Eating Like a Goldfish
[youtube https://www.youtube.com/watch?v=nuO4OZJ5ncY]
(Warning to my grandparents, extended family members, and Internet friends who might be offended by explicit language/prolonged use of the term ‘bowel movements’: This video is not for you. Proceed to the post below.)
“The meal is not over when I’m full. The meal is over when I hate myself.” –Louis CK
My lunch starts out as an innocent dining hall excursion. I’m still sweaty from yoga, and I really outdid myself with the high lunges in there, so endorphins are flying high. A hearty salad, I tell myself, piling lettuce and veggies and chicken in a bowl. Hummus is yummus, not to mention a great source of protein, so I add a big scoop to my salad bowl. Top the whole thing off with a little bit of roasted red pepper dressing and shredded cheese, and voilá, I’m sure I’m just a phone call and a photo shoot away from landing my face on the cover of Health Magazine.
As I leave the salad bar, I notice the loaf of fresh-baked oatmeal bread sitting on a cutting board nearby. I take a slice and slather it with butter, because everyone deserves a slice of fresh-baked bread after a good workout.
Then I pass the giant bowl of pretzels. I fucking love pretzels. I scoop some onto my plate next to the bread. And another little blob of yummus, just to keep the pretzels company.
Then there are the apples—they’re in season! I manage to balance both my salad bowl and my plate on one arm so I can reach into the apple basket with the other. I bite into the crisp apple, make a noise like an overeager customer in a Pizza Hut commercial (mmMMmm!) and add the apple to the quickly growing pile of food on my plate. Soon I’m sitting in front of my post-yoga feast—which in its final glory includes a glass of ice water, a glass of chocolate milk, and a double chocolate chip cookie fresh from the oven—and I’m ready to eat.
I take my feast to the face over the course of about ten minutes. About ten minutes after that—when I’m walking back to my dorm room, still thinking about how awesome the double chocolate chip cookie was—I feel a little bit like I’m going to die.
It’s a subtle feeling of imminent doom, the post-feast-regret. You’ve eaten yourself into discomfort, but you can’t undo it now, you dumbass, so you might as well just go about your business. Usually I just take a few minutes to reflect on the situation, assure myself that next time, I’ll leave the double chocolate chip cookie out of it, and moan to Julie about how full I am. (She somehow refrains from punching me in the face.)

**Provided data:**
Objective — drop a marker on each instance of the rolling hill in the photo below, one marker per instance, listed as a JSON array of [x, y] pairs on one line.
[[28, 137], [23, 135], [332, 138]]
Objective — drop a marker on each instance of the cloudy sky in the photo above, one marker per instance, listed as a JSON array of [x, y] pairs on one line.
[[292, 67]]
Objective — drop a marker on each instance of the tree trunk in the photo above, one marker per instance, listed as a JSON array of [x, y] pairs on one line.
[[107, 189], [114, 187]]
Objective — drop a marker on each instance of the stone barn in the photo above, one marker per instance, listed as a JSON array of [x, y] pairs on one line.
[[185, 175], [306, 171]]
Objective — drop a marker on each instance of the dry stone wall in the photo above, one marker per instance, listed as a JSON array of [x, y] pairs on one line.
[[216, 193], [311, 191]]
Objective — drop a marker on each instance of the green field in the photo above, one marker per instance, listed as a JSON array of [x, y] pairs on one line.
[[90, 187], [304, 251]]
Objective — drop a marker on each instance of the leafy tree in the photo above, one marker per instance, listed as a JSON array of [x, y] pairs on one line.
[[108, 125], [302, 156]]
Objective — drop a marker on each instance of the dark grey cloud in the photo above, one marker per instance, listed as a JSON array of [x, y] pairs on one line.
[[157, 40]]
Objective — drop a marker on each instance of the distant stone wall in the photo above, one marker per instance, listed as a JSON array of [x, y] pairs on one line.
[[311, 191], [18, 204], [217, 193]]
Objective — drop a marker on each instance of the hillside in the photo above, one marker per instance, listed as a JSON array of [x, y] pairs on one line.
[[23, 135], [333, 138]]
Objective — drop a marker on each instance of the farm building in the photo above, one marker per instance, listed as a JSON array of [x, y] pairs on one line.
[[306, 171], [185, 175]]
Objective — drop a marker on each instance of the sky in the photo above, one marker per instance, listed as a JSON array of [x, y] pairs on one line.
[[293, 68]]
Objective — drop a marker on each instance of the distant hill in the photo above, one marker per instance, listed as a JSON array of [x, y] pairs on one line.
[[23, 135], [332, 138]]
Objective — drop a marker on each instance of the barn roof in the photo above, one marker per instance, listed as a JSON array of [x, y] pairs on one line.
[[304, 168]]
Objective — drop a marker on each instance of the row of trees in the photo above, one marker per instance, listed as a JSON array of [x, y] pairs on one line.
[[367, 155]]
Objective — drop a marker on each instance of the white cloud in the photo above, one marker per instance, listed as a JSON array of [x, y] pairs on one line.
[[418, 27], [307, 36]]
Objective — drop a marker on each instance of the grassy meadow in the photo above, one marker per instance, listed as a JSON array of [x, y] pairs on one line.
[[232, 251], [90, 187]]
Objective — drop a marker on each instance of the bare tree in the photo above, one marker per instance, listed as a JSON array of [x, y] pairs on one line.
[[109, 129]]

**Instructions:**
A. Reproduce the lunch-overeating post word for word from "I take my feast" to "going to die.".
B. Extend the lunch-overeating post with new text that picks up after its final sentence.

**Answer section:**
A.
I take my feast to the face over the course of about ten minutes. About ten minutes after that—when I’m walking back to my dorm room, still thinking about how awesome the double chocolate chip cookie was—I feel a little bit like I’m going to die.

B.
The balance between eating healthy and eating what makes you happy is a tough one to strike, especially in a college setting. Dining halls are enormous and the food is endless. With the right meal plan, you could conceivably eat nonstop for 12-14 hours a day, seven days a week. (This is not recommended by health professionals.) You can eat the same bowl of Cinnamon Toast Crunch for breakfast, lunch, and dinner. You can put peanut butter on pizza and wash it down a glass of blue Powerade. You can skip the whole thing and boil some water to make Ramen instead. With great power comes great responsibility, Spider-Man, and unlimited swipes at a modern college dining hall carry a little bit of both.
So this week, I will be making a concerted effort to eat like a human being instead of a goldfish. (Julie told me once that if you keep giving a goldfish food, it’ll eat until it dies. I then googled “goldfish eating until they die,” like any self-respecting researcher would, and found that this fact isn’t totally supported by science, but the metaphor still works.) Balance is key.
I saw a thing the other day somewhere on the Internet that had a picture of Miley Cyrus doing that tongue thing she always does and someone had commented: MILEY YOU ARE MY SPIRIT ANIMAL. I do not know this someone. The term “spirit animal” always makes me think of 1) Hermione Granger‘s otter Patronus, and 2) the fact that an online quiz once told my friend Annabelle that her Patronus would be an elephant, in that order. (Imagine an elephant fighting Dementors! The logistics! The noises!)
My point is, I’ve never really thought of myself as the kind of person whose spirit would manifest itself as an animal. But if it did, that animal would probably be Louis CK.